→ Rows from a dataset:
--- begin ---

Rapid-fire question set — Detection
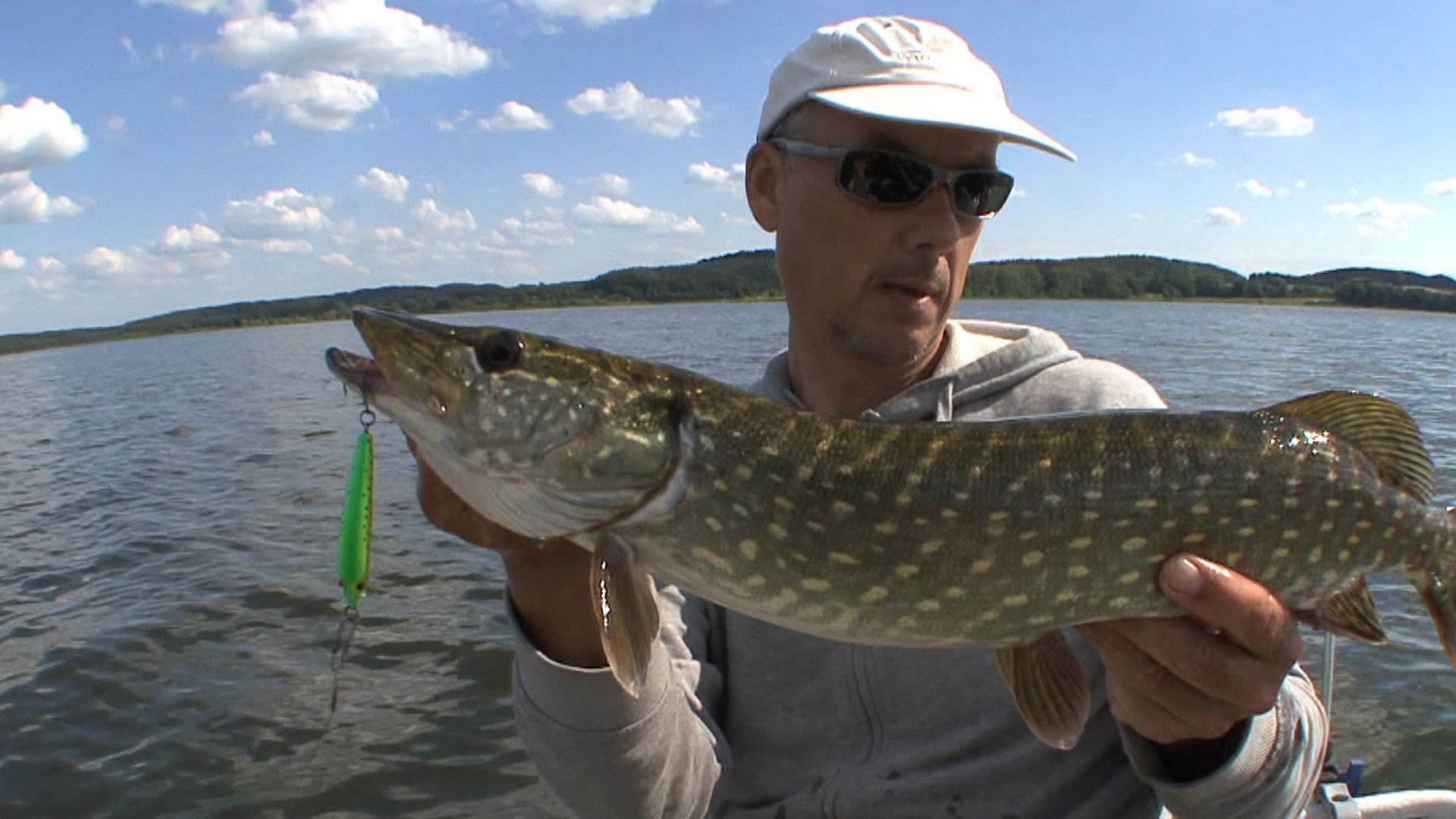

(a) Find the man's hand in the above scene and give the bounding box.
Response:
[1081,555,1301,745]
[410,441,607,667]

--- end ---

Write out all of the records above again, with the requests included and the pictures left out, but offset every bounding-box coordinate in the answers by adding 119.

→ SOLUTION:
Rapid-fire question set — Detection

(a) Find the man's hand in the above scene and give the bounding box.
Response:
[1200,674,1420,864]
[529,560,726,786]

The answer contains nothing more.